(Dataset excerpt)
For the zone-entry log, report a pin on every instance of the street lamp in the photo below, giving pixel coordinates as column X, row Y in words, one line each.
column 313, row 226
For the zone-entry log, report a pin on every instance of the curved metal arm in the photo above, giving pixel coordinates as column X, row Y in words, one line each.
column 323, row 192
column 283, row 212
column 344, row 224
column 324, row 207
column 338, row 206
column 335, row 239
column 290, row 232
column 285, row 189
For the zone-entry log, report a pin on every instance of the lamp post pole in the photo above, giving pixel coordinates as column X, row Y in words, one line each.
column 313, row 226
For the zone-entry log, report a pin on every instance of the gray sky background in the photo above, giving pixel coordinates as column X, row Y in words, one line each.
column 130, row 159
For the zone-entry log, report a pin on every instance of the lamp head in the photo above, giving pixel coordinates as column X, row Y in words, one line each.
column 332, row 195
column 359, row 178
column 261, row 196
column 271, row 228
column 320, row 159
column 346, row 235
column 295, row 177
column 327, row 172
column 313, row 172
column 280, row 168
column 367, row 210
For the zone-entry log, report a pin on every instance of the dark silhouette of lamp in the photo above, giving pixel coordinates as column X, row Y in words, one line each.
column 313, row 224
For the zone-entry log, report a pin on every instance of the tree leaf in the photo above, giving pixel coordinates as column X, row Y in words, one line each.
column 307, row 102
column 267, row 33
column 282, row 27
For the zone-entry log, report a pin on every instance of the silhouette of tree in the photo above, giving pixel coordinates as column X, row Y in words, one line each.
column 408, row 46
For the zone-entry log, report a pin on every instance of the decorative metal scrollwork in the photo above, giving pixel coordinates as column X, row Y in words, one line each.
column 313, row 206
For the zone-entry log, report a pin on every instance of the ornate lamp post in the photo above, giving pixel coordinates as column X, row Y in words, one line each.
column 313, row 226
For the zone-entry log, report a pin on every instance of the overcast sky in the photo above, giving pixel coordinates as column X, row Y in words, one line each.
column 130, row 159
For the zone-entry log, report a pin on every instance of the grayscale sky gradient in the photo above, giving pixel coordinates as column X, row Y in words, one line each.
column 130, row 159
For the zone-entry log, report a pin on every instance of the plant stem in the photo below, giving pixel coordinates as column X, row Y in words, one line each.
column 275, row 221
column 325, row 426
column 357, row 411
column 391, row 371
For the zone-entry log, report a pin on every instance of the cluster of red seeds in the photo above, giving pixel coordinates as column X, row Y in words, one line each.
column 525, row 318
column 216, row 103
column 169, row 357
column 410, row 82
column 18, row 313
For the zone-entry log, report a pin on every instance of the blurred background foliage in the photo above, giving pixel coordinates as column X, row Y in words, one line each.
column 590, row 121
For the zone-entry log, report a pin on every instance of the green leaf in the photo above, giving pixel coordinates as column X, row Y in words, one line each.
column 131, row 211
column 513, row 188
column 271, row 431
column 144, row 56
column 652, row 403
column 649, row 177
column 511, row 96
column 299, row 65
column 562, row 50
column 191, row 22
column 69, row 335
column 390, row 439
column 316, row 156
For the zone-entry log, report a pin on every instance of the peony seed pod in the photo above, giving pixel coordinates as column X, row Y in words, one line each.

● **What to do**
Quote every one of the rows above word for word.

● **Complete response**
For the zone-entry log, report a pin on every instance of the street lamp in the photo below, giving pixel coordinates as column X, row Y in words, one line each.
column 313, row 226
For the zone-entry log, report a pin on every instance of the curved metal arm in the photo above, giving pixel coordinates as column X, row Y in words, one line each.
column 323, row 192
column 283, row 212
column 344, row 224
column 324, row 207
column 338, row 206
column 335, row 239
column 290, row 232
column 285, row 189
For the zone-entry log, report a pin on every instance of the lamp post pole in the photo above, giving pixel coordinates as column X, row Y in words, one line each.
column 313, row 226
For the zone-entry log, report a pin on every instance of the gray sky background in the photo above, giving pixel coordinates as column X, row Y in words, one line each.
column 130, row 159
For the zone-entry log, report a pin on every instance of the lamp head in the photo above, giving pixel coordinates as column X, row Y in words, one line each.
column 332, row 195
column 359, row 178
column 261, row 196
column 271, row 228
column 320, row 159
column 346, row 235
column 295, row 177
column 327, row 172
column 313, row 172
column 280, row 168
column 367, row 210
For the zone-entry log, report a pin on every instance of the dark silhouette of lamp in the photo above, giving pixel coordinates as column X, row Y in words, one line each.
column 313, row 224
For the zone-entry log, report a pin on every instance of the tree leaf in the photo above, giving pixel coordinates as column X, row Y in words, one line each.
column 307, row 102
column 267, row 33
column 282, row 27
For the zone-entry log, report a pin on every instance of the silhouette of tree in the photo above, giving pixel coordinates as column X, row Y in words, one line each.
column 408, row 46
For the zone-entry log, report a pin on every instance of the decorative metal scrollwork in the photo above, giving pixel coordinates as column X, row Y in words, one line each.
column 313, row 206
For the zone-entry log, report a pin on every instance of the ornate lamp post in the photo above, giving pixel coordinates as column X, row Y in words, one line each.
column 313, row 226
For the zone-entry log, report a pin on every instance of the overcast sky in the photo above, giving pixel coordinates as column X, row Y in words, one line each.
column 130, row 159
For the zone-entry log, report a pin on every instance of the grayscale sky gradient in the photo above, giving pixel coordinates as column X, row Y in words, one line each.
column 130, row 159
For the zone-entry log, report a pin on every instance of the plant stem in the photo below, giving pixel coordinates as column X, row Y in words, one line each.
column 275, row 221
column 325, row 426
column 357, row 411
column 391, row 371
For the zone-entry log, report a pin on every instance of the cluster of red seeds in the photo above, giving pixel coordinates as column X, row Y in words, one line each.
column 525, row 318
column 216, row 103
column 169, row 357
column 410, row 82
column 18, row 313
For the zone-entry log, report a pin on every instance of the blurred background foliage in the photo above, giving pixel coordinates as column X, row Y in words, one line each.
column 590, row 121
For the zone-entry log, report a pin on every instance of the green leaf in the photo above, giving pixel coordinates as column X, row Y in words, one line each.
column 131, row 211
column 513, row 188
column 271, row 431
column 144, row 56
column 652, row 403
column 649, row 177
column 511, row 96
column 299, row 65
column 562, row 50
column 191, row 22
column 69, row 335
column 390, row 439
column 316, row 156
For the zone-entry log, report a pin on every instance of the peony seed pod in the photo above, giving pixel coordinates as column X, row Y in words, one line each.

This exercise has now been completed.